### Text excerpt
Residual networks are deep neural networks in which, roughly, subnetworks determine how a feature transformation should differ from the identity, rather than how it should differ from zero. After enabling the winning entry in the ILSVRC 2015 classification task, they have become established as a central idea in deep networks.

Hardt and Ma provided a theoretical analysis that shed light on residual networks. They showed that (a) any linear transformation with a positive determinant and a bounded condition number can be approximated by a "deep linear network", where, if there are enough layers, each layer is close to the identity, and (b) for networks that compose near-identity transformations this way, and if the loss is large, then the gradient is steep.  These results are interesting because they suggest that, in many cases, this non-convex objective may be efficiently optimized through gradient descent if the layers stay close to the identity.

### Problems to solve
1. Summarize the residual networks text in two sentences.
2. Recast the paragraph of the residual networks text beginning "Hardt and Ma provided a theoretical analysis" as a short bulleted list that keeps its main facts.
3. Write the next part of the residual networks text, picking up after its final sentence.

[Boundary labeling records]
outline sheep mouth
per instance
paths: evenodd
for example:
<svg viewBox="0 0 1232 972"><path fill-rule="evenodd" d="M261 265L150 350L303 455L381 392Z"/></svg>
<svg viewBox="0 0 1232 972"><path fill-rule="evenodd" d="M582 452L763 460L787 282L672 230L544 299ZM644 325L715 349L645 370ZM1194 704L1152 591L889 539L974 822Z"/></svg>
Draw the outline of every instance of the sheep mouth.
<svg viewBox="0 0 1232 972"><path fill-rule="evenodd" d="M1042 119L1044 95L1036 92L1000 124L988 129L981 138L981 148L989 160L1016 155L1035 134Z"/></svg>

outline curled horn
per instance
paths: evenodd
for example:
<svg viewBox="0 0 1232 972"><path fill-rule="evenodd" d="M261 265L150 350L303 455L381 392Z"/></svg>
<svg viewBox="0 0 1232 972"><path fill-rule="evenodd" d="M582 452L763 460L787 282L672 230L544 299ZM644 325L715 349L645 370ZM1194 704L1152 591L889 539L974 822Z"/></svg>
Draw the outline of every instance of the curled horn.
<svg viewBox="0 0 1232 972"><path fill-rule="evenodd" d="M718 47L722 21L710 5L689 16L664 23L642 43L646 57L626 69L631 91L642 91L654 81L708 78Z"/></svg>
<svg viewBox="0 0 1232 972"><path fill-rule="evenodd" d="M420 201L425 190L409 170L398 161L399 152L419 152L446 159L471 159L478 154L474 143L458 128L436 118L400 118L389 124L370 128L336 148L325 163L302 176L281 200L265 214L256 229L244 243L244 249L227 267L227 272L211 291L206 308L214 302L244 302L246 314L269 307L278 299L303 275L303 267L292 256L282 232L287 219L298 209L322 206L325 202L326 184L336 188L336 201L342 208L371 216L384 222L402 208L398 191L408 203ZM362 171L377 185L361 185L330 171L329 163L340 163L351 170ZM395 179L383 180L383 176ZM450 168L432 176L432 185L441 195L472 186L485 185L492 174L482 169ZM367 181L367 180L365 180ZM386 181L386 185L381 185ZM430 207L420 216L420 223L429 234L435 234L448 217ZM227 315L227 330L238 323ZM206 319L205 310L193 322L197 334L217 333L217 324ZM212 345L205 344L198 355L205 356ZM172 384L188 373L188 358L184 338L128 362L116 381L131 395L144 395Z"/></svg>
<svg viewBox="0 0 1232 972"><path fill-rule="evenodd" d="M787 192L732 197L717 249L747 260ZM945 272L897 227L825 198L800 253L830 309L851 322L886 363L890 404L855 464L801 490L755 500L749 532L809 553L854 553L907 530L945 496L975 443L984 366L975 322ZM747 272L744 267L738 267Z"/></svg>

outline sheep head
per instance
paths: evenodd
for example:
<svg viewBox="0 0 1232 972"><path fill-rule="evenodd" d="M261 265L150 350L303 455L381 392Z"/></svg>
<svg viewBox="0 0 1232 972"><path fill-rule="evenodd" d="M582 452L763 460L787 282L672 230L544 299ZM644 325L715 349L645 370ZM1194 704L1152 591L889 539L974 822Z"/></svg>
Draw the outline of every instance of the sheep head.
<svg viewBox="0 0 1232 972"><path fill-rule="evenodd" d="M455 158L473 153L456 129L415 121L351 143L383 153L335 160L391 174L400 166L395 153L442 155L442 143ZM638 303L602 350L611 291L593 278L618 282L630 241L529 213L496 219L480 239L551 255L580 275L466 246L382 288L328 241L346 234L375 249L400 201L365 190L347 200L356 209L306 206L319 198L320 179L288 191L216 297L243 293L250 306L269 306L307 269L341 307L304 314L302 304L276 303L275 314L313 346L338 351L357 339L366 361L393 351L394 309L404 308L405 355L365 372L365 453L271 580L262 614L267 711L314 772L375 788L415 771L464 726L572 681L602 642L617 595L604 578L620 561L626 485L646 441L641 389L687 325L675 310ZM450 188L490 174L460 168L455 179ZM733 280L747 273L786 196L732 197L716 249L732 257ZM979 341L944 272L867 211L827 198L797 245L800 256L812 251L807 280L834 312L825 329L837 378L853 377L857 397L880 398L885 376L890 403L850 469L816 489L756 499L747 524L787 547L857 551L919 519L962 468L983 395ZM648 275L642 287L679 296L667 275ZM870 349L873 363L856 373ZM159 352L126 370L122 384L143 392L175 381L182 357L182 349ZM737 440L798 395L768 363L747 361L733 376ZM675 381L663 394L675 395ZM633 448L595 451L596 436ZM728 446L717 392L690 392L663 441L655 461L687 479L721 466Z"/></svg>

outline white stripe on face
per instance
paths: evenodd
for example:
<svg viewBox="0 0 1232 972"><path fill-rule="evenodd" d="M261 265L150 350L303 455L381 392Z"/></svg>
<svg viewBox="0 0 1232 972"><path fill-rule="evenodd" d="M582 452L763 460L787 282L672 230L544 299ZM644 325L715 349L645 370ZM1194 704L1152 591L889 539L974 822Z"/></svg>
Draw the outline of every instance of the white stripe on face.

### Results for the exercise
1. Residual networks are deep neural networks whose subnetworks roughly determine how a feature transformation should differ from the identity rather than from zero, and they became a central idea in deep networks after enabling the winning entry in the ILSVRC 2015 classification task. Hardt and Ma showed that deep linear networks with near-identity layers can approximate suitable linear transformations and have steep gradients when the loss is large, which suggests the non-convex objective may often be optimized efficiently through gradient descent if the layers stay close to the identity.

2.
- Hardt and Ma gave a theoretical analysis that shed light on residual networks.
- Any linear transformation with a positive determinant and a bounded condition number can be approximated by a "deep linear network" in which, given enough layers, each layer is close to the identity.
- For networks that compose near-identity transformations this way, a large loss means a steep gradient.
- These results suggest that, in many cases, the non-convex objective may be efficiently optimized through gradient descent if the layers stay close to the identity.

3.
We continue this line of research, examining when gradient descent of a "deep linear network" with identity initialization converges to a target linear transformation.  We provide polynomial bounds on the number of iterations for gradient descent to approximate a target linear mapping, in the case where an initial hypothesis that applies the identity transformation at each layer has loss bounded by a small enough constant. On the other hand, we show that gradient descent fails to converge for targets whose distance from the identity is a larger constant, and we show that some forms of regularization toward the identity in each layer do not help. If the target is symmetric positive definite, we show that an algorithm with identity initialization learns an approximation of the target using a number of updates polynomial in all of the natural parameters of the problem. In contrast, we show that if the target is symmetric and has a negative eigenvalue, then all members of a class of algorithms that perform gradient descent with identity initialization, and optionally regularize toward the identity in each layer, fail to converge. We analyze an algorithm for the case that the target is positive definite but may not be symmetric. This algorithm uses two regularizers: one that maintains the invariant that the hypothesis is positive definite, and another that "balances" the layers so that they have the same singular values.

This is joint work with Peter Bartlett and Dave Helmbold.